• _Extracted entries_
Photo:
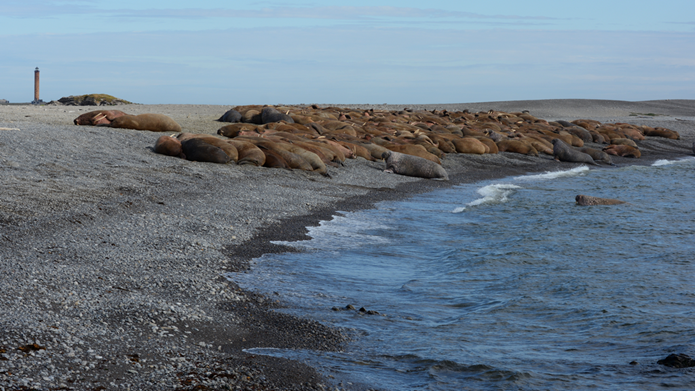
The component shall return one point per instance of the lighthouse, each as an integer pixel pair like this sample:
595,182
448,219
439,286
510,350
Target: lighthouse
36,100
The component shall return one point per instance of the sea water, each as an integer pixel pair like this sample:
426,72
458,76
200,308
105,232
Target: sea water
506,284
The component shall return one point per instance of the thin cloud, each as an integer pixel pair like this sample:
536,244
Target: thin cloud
47,8
331,13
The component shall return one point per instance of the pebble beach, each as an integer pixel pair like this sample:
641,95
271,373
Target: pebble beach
113,256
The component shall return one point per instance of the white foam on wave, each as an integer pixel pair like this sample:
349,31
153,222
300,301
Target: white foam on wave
341,232
492,194
665,162
554,174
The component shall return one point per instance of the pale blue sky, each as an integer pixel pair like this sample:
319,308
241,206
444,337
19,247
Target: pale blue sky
224,52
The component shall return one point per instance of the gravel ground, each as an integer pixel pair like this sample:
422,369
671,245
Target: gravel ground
113,256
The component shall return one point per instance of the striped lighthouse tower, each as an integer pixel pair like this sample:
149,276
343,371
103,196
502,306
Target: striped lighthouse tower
36,100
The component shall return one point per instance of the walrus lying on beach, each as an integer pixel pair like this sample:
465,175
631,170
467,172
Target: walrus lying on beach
564,153
198,150
589,201
597,155
151,122
622,150
400,163
98,117
170,146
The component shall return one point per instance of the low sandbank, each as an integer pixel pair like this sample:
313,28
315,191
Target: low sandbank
113,256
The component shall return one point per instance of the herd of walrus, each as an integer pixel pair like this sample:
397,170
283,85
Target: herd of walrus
409,142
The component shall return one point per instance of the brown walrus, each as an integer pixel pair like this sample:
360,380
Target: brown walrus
98,117
198,150
589,200
661,132
151,122
597,155
623,141
622,150
223,144
403,164
170,146
517,146
469,145
564,153
248,152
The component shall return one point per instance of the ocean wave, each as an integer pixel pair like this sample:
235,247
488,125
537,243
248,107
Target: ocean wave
342,232
492,194
664,162
554,174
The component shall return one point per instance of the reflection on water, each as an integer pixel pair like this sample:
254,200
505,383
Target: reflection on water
518,289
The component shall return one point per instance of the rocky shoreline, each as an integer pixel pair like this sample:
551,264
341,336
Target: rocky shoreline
113,255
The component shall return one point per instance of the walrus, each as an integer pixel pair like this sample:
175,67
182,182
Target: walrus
623,141
198,150
223,144
98,117
270,114
151,122
564,153
170,146
622,150
517,146
597,155
230,115
661,132
470,145
248,152
589,201
403,164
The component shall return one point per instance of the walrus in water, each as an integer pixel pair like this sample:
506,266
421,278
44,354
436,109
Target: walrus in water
151,122
98,117
564,153
589,201
403,164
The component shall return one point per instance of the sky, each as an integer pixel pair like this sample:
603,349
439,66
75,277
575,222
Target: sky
358,52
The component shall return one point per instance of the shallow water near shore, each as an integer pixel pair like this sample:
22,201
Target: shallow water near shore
506,284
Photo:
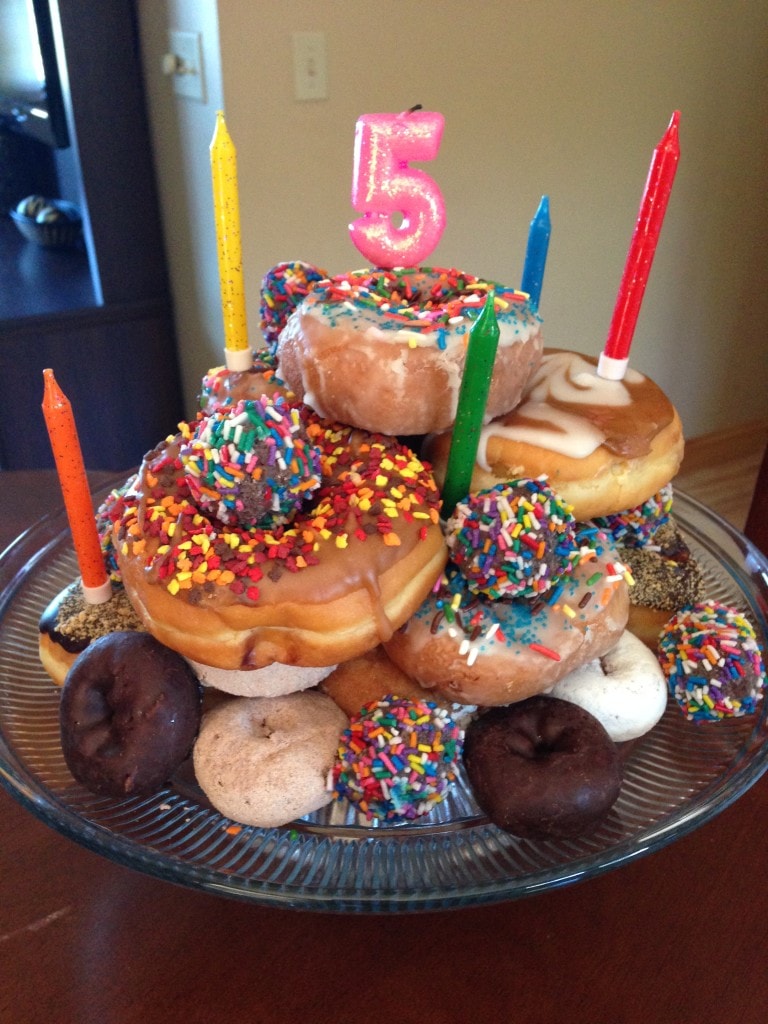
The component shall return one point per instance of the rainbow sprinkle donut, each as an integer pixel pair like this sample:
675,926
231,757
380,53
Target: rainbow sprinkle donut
397,759
713,663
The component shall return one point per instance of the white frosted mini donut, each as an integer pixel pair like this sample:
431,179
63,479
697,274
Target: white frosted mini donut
625,689
384,350
264,761
271,681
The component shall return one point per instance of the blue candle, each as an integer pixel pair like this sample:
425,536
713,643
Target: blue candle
536,254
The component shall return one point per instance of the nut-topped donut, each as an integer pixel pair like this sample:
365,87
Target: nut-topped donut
604,445
384,349
351,565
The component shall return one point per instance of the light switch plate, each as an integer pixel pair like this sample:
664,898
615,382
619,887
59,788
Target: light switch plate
309,66
188,79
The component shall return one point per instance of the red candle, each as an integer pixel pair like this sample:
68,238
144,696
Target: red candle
614,356
77,499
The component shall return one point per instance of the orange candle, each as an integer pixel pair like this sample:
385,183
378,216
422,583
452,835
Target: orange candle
77,499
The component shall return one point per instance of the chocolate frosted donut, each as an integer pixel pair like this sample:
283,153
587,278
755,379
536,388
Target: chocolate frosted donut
542,768
130,711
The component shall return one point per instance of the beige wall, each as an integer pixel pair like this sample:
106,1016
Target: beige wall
557,96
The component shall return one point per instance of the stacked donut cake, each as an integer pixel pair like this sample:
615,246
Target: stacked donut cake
333,633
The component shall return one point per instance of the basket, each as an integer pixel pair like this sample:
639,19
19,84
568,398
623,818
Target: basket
51,235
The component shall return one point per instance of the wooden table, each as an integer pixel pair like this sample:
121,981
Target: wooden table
676,936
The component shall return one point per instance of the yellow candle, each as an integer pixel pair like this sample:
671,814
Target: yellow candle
226,212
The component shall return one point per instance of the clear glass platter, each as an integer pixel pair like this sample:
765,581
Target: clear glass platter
676,778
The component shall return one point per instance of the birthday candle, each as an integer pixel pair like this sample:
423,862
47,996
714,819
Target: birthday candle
473,396
536,254
69,459
614,357
226,213
384,184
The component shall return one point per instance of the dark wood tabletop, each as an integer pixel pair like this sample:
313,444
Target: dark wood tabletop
675,936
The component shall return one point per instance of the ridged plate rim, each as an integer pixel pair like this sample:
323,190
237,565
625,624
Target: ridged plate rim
331,861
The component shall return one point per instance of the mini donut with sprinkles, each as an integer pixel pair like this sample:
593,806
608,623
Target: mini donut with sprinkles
384,350
264,535
514,629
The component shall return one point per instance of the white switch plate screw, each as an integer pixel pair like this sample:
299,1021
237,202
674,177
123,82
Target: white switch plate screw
184,62
309,67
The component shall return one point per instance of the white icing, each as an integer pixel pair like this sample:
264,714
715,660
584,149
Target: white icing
563,432
567,377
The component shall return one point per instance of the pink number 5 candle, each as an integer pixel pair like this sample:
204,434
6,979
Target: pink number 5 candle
384,184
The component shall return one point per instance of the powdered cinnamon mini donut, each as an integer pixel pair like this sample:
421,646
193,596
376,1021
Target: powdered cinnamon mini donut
265,761
604,445
476,650
625,689
384,349
359,555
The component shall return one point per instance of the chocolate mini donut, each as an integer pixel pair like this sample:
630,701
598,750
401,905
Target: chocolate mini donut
129,714
542,768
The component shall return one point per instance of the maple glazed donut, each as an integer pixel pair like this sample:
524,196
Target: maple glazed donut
215,581
384,349
604,445
476,649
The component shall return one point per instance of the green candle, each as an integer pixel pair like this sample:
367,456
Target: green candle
473,396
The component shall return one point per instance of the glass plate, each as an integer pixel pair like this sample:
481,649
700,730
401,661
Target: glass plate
677,777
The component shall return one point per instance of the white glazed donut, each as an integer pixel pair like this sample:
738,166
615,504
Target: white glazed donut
264,761
385,349
625,689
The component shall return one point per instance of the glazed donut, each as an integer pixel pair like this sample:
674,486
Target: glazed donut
476,650
129,714
265,761
272,681
384,350
357,559
604,445
713,662
543,768
625,689
70,624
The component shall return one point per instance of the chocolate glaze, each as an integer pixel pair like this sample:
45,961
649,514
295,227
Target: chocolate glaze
542,768
130,712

• _Activity_
Retype the listing above exactly. Pictures are not part of the copy.

• _Completed task_
Photo:
The component shall return one point per instance of the lighthouse, each as an integer pixel pair like this sample:
595,182
448,219
439,286
510,350
Target: lighthouse
36,100
The component shall return one point per instance of the sea water, each as an integer pixel pair like this sample:
426,72
458,76
200,308
105,232
Target: sea water
506,284
The component shall return one point per instance of the thin cloud, each as an integer pixel pair like this sample:
536,244
Target: thin cloud
47,8
331,13
The component shall return one point per instance of the pebble beach, each as an integer pixel pair like this sample:
641,95
271,373
Target: pebble beach
113,256
The component shall return one point per instance of the white foam on wave, each as an integer pixel pair like this sample:
349,31
153,222
300,301
Target: white foam on wave
341,232
492,194
665,162
554,174
The component shall return one point per instance of the pale blue sky, each as an integer pixel pair like this sample:
319,308
241,206
444,337
19,247
Target: pale blue sky
224,52
The component shall return one point per instance of the gravel ground, each as an integer pixel pair like this sample:
422,369
671,245
Target: gravel ground
113,256
The component shall return one point per instance of the striped lighthouse tower, each as an integer pixel pair like this sample:
149,276
343,371
103,196
502,306
Target: striped lighthouse tower
36,100
The component shall return one point per instance of the walrus lying on beach, each as an integer pixel pair like this sample:
465,175
631,170
467,172
Target: walrus lying on beach
564,153
198,150
589,201
597,155
151,122
622,150
400,163
98,117
170,146
The component shall return one point per instance of the low sandbank, each as an integer pixel pair like this sample:
313,28
315,191
Target: low sandbank
113,256
The component shall return one point per instance of the herd of walrus, each as an integer pixel pair like this sample:
397,170
283,85
Target: herd of walrus
409,142
The component shall return one point per instance of the brown walrus, each as an integer pixel pair like this sample:
360,380
Target: brown walrus
98,117
198,150
589,200
661,132
151,122
597,155
623,141
622,150
223,144
403,164
170,146
517,146
469,145
564,153
248,152
The component shall return one point per instance of the ocean wave, each as an integer pixel pair like this sample:
235,247
488,125
537,243
248,107
Target: ocean wave
342,232
492,194
664,162
554,174
The component shall return one point per instance of the reflection on water, each as an integer pixel pair like this sample:
254,200
505,383
Target: reflection on water
518,289
The component shall return one point per instance of the rocky shoreline, each as an integer pixel pair like this sample:
551,264
341,336
Target: rocky shoreline
113,255
The component shall return one point per instance of the walrus, each as an integer pixel pair like this sample:
175,67
182,182
Target: walrus
623,141
198,150
223,144
98,117
270,114
151,122
564,153
170,146
622,150
517,146
597,155
230,115
661,132
470,145
248,152
589,201
403,164
The component shall return one point per instance of the walrus in water, each as an integer pixel pair like this sample:
506,266
421,278
44,354
436,109
Target: walrus in water
151,122
98,117
564,153
589,201
403,164
The component shall return one point per instance of the sky, each as an integer pixel pair like this sample:
603,349
439,66
75,277
575,222
Target: sky
358,52
The component shall return one point per instance of the shallow water near shore, each as an integer pixel pair like this sample:
22,201
Target: shallow water near shore
506,284
Photo:
The component shall return one point per instance of the rainbow sprinkle donut, each as an integer pixel pair like this sample:
675,926
231,757
380,53
Target: rainbow sprinkle donut
397,759
713,663
The component shall return one point per instance of the white frosted mini donut, each as an integer pixel pair like this sample:
431,179
63,479
697,274
Target: white frosted mini donut
625,689
384,350
264,761
271,681
The component shall return one point per instance of the blue candle, each as an integer pixel pair like this sample:
425,536
713,643
Target: blue candle
536,254
The component shall return one point per instance of the nut-topped donut, each as an integer pixel pair like this sample:
365,87
Target: nut-topped donut
604,445
384,349
351,565
The component shall return one point per instance of the light switch plate, each as an integer pixel pair like this sample:
664,898
615,382
619,887
59,788
Target: light switch plate
309,66
188,79
The component shall return one point per instance of the red candle, each as an integer pixel pair like this sample:
68,238
144,696
Target: red candle
614,356
77,499
The component shall return one point per instance of the orange candle, each as an integer pixel pair like this sample:
385,183
378,216
422,583
452,835
Target: orange candle
77,499
The component shall return one point per instance of the chocolate frosted donut, each as an integer pixel pair like this sample:
283,153
587,278
755,379
536,388
Target: chocolate frosted donut
542,768
130,711
The component shall return one point per instance of the beige wall, each as an integer pixel pair like this sample:
106,1016
Target: beige wall
557,96
The component shall return one point per instance of the stacked donut cake, each as an integer pixel pair like this sample:
615,246
Target: stacked donut cake
333,633
The component shall return one point per instance of the basket, each as an integer pixel pair like this sample:
639,19
19,84
568,398
623,818
Target: basket
51,235
The component shall return one point per instance of the wooden table, each as an integer pixel pair like this sample:
121,981
Target: wooden table
676,936
The component shall return one point per instance of the yellow candle, each as an integer pixel pair like this sample:
671,814
Target: yellow candle
226,212
The component shall return one point per instance of the clear glass platter, each as an integer pixel pair like this sample:
765,581
Target: clear glass platter
676,778
The component shall return one point per instance of the birthday candle, each as an integer pixel pair like this sample:
423,862
47,996
714,819
Target: birthday candle
473,396
536,254
69,459
614,357
226,213
384,184
The component shall return one point per instance of the dark wood tabletop, each as an integer pixel pair like this sample:
313,444
Target: dark wood tabletop
675,936
The component shall return one point per instance of the ridged plate rim, each as an integer pixel pair like this sample:
323,190
237,565
625,624
Target: ridged plate rim
331,861
The component shall return one point per instance of the mini donut with sprinkles, each as an integer pixel pair like this sample:
593,806
608,623
Target: mini donut with sprinkles
384,350
264,535
514,629
The component shall return one point per instance of the white switch plate screw, each as an integer pixel pair like this sample:
299,1021
237,202
674,177
123,82
Target: white switch plate screw
184,62
309,67
The component shall return one point per instance of the white icing, each as an integer pixel pair like this sample:
264,714
715,660
584,149
Target: white icing
563,432
567,377
The component shall return one point per instance of the pink number 5 candle, each as an integer pixel pair like this sample:
204,434
6,979
Target: pink number 5 candle
384,184
The component shall return one point per instance of the powdered cinnamon mini donut, each as an integer pixel pair like this sample:
421,646
193,596
376,1021
Target: powdered cinnamon mini donut
265,761
604,445
476,650
625,689
384,349
359,555
The component shall return one point per instance of the chocolate mini donut, each as an integer pixel pair like this sample:
630,701
598,750
401,905
Target: chocolate mini donut
129,714
542,768
The component shall return one point per instance of the maple glazed donut, each as an integer pixel pair like this sample:
524,196
Target: maple glazed donut
215,581
384,349
604,445
476,649
The component shall return one point per instance of the green candle, each as an integer pixel pair like this sample:
367,456
Target: green candle
473,396
The component shall return one point per instance of the glass plate, each as an integer pixel pair like this sample:
481,649
700,730
401,661
Target: glass plate
677,777
The component shall return one point per instance of the white glazed donut, each as an integer pixel pair like this sample:
738,166
615,504
Target: white glazed donut
264,761
385,349
625,689
The component shall return one point per instance of the glazed donut, each as an integer pixel pair like this sample:
674,486
Target: glazed donut
476,650
129,714
265,761
272,681
384,350
357,559
604,445
713,662
543,768
625,689
70,624
The component shall return one point per instance of the chocolate glaze, each as an integer pixel pair like this sample:
45,961
649,514
295,227
Target: chocolate glaze
542,768
130,712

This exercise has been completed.